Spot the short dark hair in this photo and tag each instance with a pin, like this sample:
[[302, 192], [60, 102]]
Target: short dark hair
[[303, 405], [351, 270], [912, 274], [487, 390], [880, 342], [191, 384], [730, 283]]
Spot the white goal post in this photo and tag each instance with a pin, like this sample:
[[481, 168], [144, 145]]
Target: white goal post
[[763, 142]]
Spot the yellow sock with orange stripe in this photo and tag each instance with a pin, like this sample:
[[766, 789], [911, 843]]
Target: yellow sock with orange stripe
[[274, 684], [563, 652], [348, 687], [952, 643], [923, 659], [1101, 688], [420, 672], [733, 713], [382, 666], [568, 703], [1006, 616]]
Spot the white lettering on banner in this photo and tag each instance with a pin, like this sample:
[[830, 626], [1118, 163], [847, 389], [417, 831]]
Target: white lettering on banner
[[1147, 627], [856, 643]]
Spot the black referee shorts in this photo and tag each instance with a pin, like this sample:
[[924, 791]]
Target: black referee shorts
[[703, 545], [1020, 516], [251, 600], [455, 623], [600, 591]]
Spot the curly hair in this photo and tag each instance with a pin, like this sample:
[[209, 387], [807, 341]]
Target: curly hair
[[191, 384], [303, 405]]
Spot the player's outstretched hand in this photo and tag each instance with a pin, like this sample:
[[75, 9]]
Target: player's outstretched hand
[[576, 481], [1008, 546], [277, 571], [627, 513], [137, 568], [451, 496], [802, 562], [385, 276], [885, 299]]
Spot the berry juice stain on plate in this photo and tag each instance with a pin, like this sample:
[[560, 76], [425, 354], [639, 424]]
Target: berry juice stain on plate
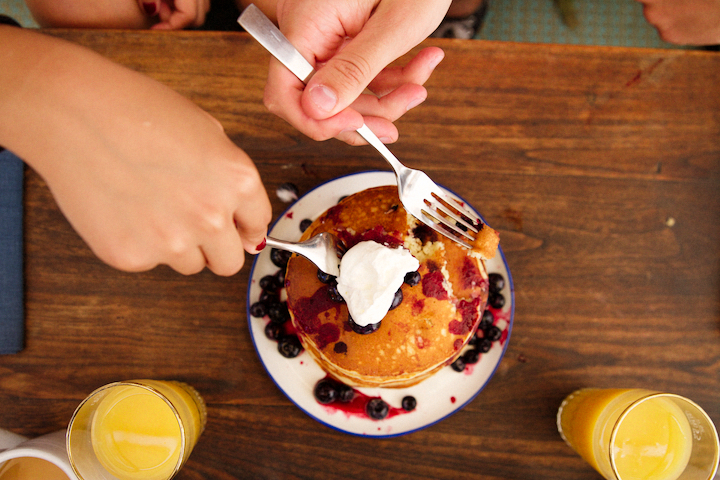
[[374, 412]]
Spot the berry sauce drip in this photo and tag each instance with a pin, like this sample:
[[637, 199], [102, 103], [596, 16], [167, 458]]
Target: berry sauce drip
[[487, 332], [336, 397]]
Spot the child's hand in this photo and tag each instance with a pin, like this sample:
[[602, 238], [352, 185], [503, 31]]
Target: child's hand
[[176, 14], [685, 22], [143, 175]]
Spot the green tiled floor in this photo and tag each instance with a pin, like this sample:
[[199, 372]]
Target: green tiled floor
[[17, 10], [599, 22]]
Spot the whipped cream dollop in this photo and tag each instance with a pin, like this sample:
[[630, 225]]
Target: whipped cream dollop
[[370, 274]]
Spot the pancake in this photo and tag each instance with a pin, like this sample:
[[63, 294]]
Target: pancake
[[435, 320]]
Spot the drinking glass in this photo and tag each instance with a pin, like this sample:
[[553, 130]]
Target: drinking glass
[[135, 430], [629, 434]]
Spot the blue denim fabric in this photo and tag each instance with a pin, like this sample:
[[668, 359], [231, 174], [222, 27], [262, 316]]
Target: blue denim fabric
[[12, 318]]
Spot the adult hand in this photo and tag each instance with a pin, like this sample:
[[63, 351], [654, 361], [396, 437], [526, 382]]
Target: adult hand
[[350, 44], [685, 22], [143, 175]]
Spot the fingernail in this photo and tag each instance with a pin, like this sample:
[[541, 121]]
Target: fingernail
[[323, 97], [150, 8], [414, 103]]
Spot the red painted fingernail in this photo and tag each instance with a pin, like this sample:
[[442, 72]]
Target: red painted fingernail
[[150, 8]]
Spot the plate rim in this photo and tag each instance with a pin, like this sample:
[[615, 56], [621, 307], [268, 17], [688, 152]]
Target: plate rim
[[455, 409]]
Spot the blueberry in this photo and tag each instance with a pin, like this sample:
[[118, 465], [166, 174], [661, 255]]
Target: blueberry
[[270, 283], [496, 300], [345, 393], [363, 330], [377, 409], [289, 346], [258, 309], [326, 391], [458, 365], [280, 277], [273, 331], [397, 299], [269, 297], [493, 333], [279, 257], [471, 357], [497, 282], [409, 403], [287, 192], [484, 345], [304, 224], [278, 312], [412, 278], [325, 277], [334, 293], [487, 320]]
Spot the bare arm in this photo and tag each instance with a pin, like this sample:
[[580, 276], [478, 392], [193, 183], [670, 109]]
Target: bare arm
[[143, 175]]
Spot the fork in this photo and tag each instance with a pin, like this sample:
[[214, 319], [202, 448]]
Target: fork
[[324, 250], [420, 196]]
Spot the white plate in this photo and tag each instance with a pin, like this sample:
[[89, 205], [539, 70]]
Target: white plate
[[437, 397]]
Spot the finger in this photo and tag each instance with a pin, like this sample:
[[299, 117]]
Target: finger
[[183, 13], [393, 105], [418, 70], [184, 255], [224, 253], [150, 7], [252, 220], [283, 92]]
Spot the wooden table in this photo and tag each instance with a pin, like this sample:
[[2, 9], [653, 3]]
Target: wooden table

REQUEST
Write out all of the records above as a numbered list, one line per entry, with blank lines dropped and the pictures left out.

OUTPUT FOR THIS TASK
1. Spot the short dark hair in this photo and tag each instance with a pin, like this sample:
2. [[302, 192], [60, 102]]
3. Target: short dark hair
4. [[303, 405], [351, 270], [912, 274], [487, 390], [880, 342], [191, 384], [730, 283]]
5. Spot the white goal post in this photo and tag each instance with a pin, like this sample:
6. [[481, 168], [144, 145]]
7. Target: white goal post
8. [[763, 142]]
9. Spot the yellow sock with orange stripe in this photo and tag each instance with a pin, like this sample:
10. [[766, 789], [911, 843]]
11. Target: yellow sock with orange stripe
12. [[274, 684], [563, 652], [348, 687], [952, 643], [923, 659], [1101, 688], [420, 672], [733, 713], [382, 666], [568, 703], [1006, 616]]
13. Spot the white lettering on banner in this photo and tag each instance with a pin, like this sample:
14. [[830, 626], [1118, 163], [847, 389], [417, 831]]
15. Target: white lettering on banner
16. [[1147, 627], [856, 643]]
17. Spot the black referee shorts in this photo and tag each instance with a pin, like this sample:
18. [[924, 791]]
19. Target: black referee shorts
20. [[703, 545], [1020, 516], [251, 600], [455, 623], [600, 591]]
21. Spot the curly hair in this photo and tag each instance with a pin, like this sample:
22. [[209, 387], [807, 341]]
23. Target: curly hair
24. [[191, 384], [303, 405]]
25. Spot the player's outstretched hand in this photo and tag each instance with a pin, like this sample:
26. [[75, 9]]
27. Target: player's outstretched hand
28. [[576, 481], [1008, 546], [277, 571], [627, 513], [137, 568], [451, 496], [802, 562], [385, 276], [885, 299]]
29. Spot the berry juice stain on plate in this photo and tag each instance with a pin, like this sample:
30. [[560, 76], [425, 354], [639, 424]]
31. Target: berry juice stain on plate
32. [[374, 412]]
33. Spot the berry sauce drip in this photo and tag each instance with a pin, like this sample:
34. [[637, 199], [102, 103], [596, 16], [167, 458]]
35. Target: berry sauce drip
36. [[487, 332], [336, 397]]
37. Spot the child's hand in this photo and tag each instance with a pin, like this sample:
38. [[602, 238], [352, 185], [503, 31]]
39. Target: child's hand
40. [[176, 14], [685, 22], [143, 175]]
41. Spot the green tiled floor in this photo and tag each instance with a pin, like this sample:
42. [[199, 372]]
43. Target: green tiled floor
44. [[17, 10], [599, 22]]
45. Spot the whipped cream dollop in this photo and tag each instance with a pin, like this sample:
46. [[630, 225]]
47. Target: whipped cream dollop
48. [[370, 274]]
49. Spot the pancake in this photo and tag each instance with a pin, like this sample:
50. [[63, 294]]
51. Target: pancake
52. [[435, 320]]
53. Spot the drinking glass in this photo and tag each instance with a pin, like this sample:
54. [[553, 130]]
55. Target: drinking glass
56. [[135, 430], [629, 434]]
57. Spot the blue denim fabric in this photo and tag each instance with a pin, like this sample:
58. [[668, 359], [231, 174], [222, 27], [262, 316]]
59. Target: blue denim fabric
60. [[12, 318]]
61. Spot the adult hand in this photo and tag each instance with a pin, like this sample:
62. [[63, 351], [654, 361], [396, 437], [526, 382]]
63. Target: adult hand
64. [[350, 44], [685, 22], [143, 175]]
65. Spot the fingernail in this photo and tag each instance with a pin, like this sample:
66. [[541, 121]]
67. Target: fingernail
68. [[323, 97], [150, 8], [414, 103]]
69. Spot the red painted fingernail in this photo and tag each instance with a pin, like this sample:
70. [[442, 72]]
71. Target: red painted fingernail
72. [[150, 8]]
73. Spot the plate rim in this photo and tag each instance with a pin, like this sample:
74. [[615, 56], [621, 307], [268, 17], [688, 152]]
75. Target: plate rim
76. [[455, 409]]
77. Spot the blueberry in this photo and tag each instance with a pin, like this sample:
78. [[118, 465], [166, 174], [661, 255]]
79. Target: blueberry
80. [[270, 283], [496, 300], [345, 393], [363, 330], [377, 409], [289, 346], [258, 309], [326, 391], [458, 365], [280, 277], [273, 331], [397, 299], [269, 297], [493, 333], [279, 257], [471, 357], [497, 282], [409, 403], [287, 192], [484, 345], [304, 224], [278, 312], [412, 278], [325, 277], [334, 293], [487, 320]]
81. Spot the bare arm in this photo and tag each instance with a pin, like this sample:
82. [[580, 276], [478, 392], [193, 183], [670, 109]]
83. Target: bare arm
84. [[143, 175]]
85. Spot the fork in this photo and tag each instance with a pin, like this sample:
86. [[214, 319], [202, 448]]
87. Target: fork
88. [[324, 250], [420, 196]]
89. Spot the white plate in this photo and tag each instance with a pin, like this sample:
90. [[89, 205], [539, 70]]
91. Target: white plate
92. [[437, 397]]
93. Spot the finger in this photo and tag each instance with a pin, like this sample:
94. [[299, 117]]
95. Target: finger
96. [[183, 13], [393, 105], [418, 70], [184, 255], [224, 253], [150, 7], [252, 220], [283, 92]]
97. Spot the wooden table in this photo and tag each instance with a pin, like this sample:
98. [[2, 9], [653, 3]]
99. Target: wooden table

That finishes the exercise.